WORK INSTRUCTIONS:
**A.** Answer these questions from the ETL pipeline page:
(i) Into what kind of database does the pipeline load the data?
(ii) Which file and setting are edited to describe the sheets?
(iii) What command processes a single table?
**B.** Please reproduce the ETL pipeline page word for word, from "# 1. Drop your" up to and including "key-rate steps (optional)".

Financial Reporting ETL Pipeline

A general-purpose ETL pipeline that ingests any financial Excel workbook, transforms the data, and loads it into a SQLite database.

Project Roadmap

ETL Pipeline
Economic adjustment layer (inflation / time-value)
EcoEye2 (web UI: ingest, edit, adjustments, charts) ← see below
AI-powered Analysis

Quick Start

pip install -r requirements.txt

# 1. Drop your Excel file(s) into data/raw/
# 2. Edit config/settings.py → SOURCES to describe the sheets
# 3. Run:
python run_etl.py            # process all configured sources
python run_etl.py data_reel  # process a single table

Project Structure

PFA/
├── config/
│   ├── settings.py           # Paths, logging, SOURCES configuration
│   ├── econ_settings.py      # Macro sources, BASE_PERIOD, ADJUSTMENTS
│   └── bam_policy_rates.csv  # Hand-maintained BAM key-rate steps (optional)
├── data/
│   ├── raw/                  # Drop Excel files here (.gitignored)

DATA SECTION:
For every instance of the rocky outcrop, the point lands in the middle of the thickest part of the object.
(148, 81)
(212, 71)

ANSWERS PROVIDED:
**A.**
(i) A SQLite database.
(ii) The SOURCES setting in config/settings.py.
(iii) python run_etl.py data_reel

**B.**
# 1. Drop your Excel file(s) into data/raw/
# 2. Edit config/settings.py → SOURCES to describe the sheets
# 3. Run:
python run_etl.py            # process all configured sources
python run_etl.py data_reel  # process a single table

Project Structure

PFA/
├── config/
│   ├── settings.py           # Paths, logging, SOURCES configuration
│   ├── econ_settings.py      # Macro sources, BASE_PERIOD, ADJUSTMENTS
│   └── bam_policy_rates.csv  # Hand-maintained BAM key-rate steps (optional)